*EXERCISE GOAL*
Starting with the line that contains "In this exercise you will mark the concrete paving" and going on through the line that contains "(1011, 648)", render those lines as a Markdown table with the columns Number and Line, leaving out any blank lines.

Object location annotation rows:
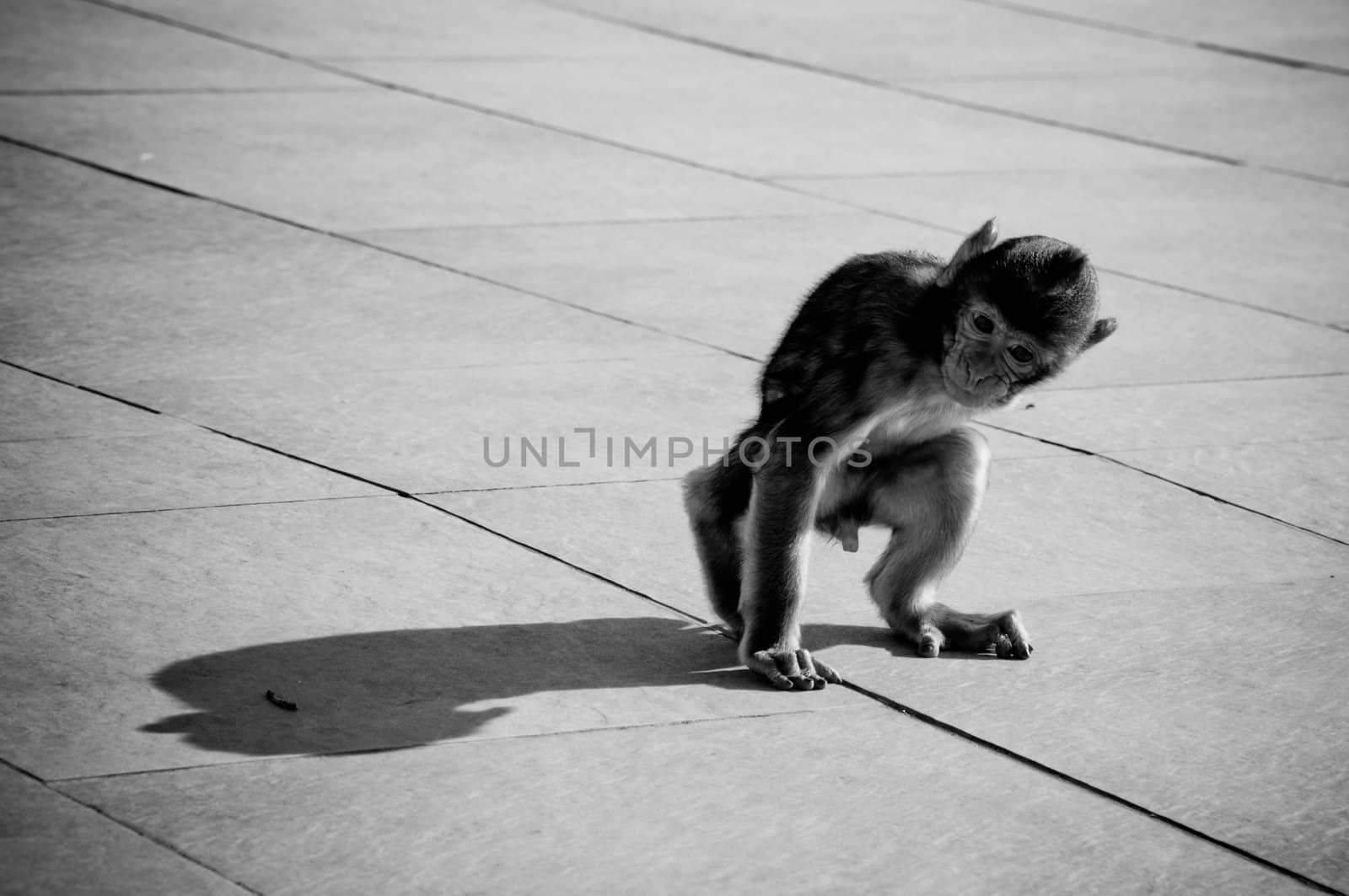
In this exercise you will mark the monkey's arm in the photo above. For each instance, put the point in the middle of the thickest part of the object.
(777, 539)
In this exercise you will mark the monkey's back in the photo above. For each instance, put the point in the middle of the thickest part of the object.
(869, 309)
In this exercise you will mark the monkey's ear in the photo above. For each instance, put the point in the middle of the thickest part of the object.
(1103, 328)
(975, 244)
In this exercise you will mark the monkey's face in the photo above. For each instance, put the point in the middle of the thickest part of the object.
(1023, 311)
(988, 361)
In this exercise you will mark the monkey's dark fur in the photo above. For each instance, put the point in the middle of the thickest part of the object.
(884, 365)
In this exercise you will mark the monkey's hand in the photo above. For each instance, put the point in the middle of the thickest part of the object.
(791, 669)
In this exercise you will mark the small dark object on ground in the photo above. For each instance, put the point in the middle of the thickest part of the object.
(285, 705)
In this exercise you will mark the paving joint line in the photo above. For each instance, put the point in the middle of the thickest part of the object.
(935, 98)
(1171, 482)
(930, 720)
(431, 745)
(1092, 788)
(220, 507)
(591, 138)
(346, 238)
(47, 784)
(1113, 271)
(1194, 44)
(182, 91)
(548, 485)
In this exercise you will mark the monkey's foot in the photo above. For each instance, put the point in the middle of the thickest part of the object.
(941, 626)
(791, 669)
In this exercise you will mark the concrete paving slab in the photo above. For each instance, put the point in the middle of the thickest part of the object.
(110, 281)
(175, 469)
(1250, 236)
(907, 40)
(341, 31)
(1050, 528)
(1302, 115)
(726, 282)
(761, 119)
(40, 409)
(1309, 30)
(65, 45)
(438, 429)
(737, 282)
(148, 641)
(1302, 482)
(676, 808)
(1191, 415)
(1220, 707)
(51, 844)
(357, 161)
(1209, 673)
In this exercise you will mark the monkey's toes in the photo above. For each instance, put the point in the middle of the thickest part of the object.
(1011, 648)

--

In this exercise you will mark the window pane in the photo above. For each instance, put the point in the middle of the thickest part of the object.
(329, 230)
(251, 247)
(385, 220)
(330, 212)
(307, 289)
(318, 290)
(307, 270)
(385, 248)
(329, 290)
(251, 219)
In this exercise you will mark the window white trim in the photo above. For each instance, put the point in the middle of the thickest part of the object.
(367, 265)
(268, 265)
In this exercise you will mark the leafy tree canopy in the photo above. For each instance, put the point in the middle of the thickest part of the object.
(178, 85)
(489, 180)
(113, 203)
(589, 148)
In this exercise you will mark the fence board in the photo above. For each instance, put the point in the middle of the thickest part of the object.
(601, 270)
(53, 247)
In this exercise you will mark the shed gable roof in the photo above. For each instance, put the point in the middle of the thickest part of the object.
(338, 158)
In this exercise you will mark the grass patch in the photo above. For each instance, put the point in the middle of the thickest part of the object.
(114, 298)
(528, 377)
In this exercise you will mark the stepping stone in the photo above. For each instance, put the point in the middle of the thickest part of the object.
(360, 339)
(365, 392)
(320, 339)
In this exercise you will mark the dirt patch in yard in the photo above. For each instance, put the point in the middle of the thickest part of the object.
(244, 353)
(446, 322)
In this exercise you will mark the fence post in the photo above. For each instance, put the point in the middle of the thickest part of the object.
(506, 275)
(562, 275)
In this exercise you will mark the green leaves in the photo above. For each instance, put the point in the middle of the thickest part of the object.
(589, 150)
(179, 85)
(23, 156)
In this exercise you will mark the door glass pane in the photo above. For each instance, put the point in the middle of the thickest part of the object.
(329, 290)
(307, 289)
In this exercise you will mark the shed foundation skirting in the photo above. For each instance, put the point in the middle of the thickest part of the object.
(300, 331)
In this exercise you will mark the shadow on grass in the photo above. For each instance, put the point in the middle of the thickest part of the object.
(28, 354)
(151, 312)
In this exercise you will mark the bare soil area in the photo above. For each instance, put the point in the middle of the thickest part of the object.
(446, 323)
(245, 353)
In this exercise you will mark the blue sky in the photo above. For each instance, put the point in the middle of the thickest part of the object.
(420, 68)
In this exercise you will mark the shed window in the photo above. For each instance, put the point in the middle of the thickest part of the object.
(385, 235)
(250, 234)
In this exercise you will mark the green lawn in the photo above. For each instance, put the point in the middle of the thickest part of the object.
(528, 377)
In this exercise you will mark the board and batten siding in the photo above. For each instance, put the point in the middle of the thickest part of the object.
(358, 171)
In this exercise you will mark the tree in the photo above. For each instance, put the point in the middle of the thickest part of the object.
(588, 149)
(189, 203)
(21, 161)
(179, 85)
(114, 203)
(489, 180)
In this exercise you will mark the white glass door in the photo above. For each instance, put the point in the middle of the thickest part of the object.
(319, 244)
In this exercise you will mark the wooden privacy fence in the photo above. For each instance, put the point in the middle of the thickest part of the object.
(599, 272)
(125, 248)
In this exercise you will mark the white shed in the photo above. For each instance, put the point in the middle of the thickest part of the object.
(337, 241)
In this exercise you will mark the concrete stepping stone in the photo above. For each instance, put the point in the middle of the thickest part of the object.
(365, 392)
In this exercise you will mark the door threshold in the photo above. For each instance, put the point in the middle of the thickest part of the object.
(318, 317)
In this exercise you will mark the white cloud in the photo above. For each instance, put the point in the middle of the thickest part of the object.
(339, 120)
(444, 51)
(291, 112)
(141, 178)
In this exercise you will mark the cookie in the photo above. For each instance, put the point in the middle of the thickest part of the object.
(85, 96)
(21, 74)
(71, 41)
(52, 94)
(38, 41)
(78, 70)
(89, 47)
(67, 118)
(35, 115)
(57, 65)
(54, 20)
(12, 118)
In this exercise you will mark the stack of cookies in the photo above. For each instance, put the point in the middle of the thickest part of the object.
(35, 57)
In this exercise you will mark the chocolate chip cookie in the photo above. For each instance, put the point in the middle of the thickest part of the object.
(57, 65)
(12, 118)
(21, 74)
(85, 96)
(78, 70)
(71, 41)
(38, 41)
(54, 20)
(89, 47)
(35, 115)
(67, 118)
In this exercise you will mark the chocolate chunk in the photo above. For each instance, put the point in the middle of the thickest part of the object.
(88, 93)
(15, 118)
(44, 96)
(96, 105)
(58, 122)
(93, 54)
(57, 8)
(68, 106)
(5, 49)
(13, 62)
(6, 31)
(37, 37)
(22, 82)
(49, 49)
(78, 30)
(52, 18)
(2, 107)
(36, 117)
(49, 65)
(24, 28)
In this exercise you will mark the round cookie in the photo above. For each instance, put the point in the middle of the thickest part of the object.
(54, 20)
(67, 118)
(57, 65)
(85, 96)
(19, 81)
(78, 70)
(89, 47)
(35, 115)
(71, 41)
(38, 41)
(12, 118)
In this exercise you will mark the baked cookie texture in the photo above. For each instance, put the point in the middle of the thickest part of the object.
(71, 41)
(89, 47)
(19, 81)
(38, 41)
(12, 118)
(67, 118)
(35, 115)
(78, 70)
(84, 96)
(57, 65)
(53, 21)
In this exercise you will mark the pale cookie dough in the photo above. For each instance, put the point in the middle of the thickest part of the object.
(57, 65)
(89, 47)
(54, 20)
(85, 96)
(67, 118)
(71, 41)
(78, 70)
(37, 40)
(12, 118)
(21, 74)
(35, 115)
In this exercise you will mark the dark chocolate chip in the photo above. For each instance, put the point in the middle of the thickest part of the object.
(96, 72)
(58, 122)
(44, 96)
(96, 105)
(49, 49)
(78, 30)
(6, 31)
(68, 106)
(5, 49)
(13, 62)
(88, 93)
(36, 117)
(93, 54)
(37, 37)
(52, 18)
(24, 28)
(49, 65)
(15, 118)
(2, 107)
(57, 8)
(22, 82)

*THE ANSWER*
| Number | Line |
|---|---|
| 1 | In this exercise you will mark the concrete paving slab in the photo above. For each instance, put the point in the middle of the thickest part of the object. |
| 2 | (110, 281) |
| 3 | (175, 469) |
| 4 | (1250, 236) |
| 5 | (907, 40) |
| 6 | (341, 31) |
| 7 | (1050, 528) |
| 8 | (1302, 115) |
| 9 | (726, 282) |
| 10 | (761, 119) |
| 11 | (40, 409) |
| 12 | (1309, 30) |
| 13 | (65, 45) |
| 14 | (438, 429) |
| 15 | (737, 282) |
| 16 | (148, 641) |
| 17 | (1302, 482) |
| 18 | (676, 808) |
| 19 | (1191, 415) |
| 20 | (1220, 707) |
| 21 | (51, 844) |
| 22 | (357, 161) |
| 23 | (1209, 673) |
| 24 | In this exercise you will mark the monkey's toes in the photo above. For each instance, put the point in the middle of the thickest part of the object. |
| 25 | (1011, 648) |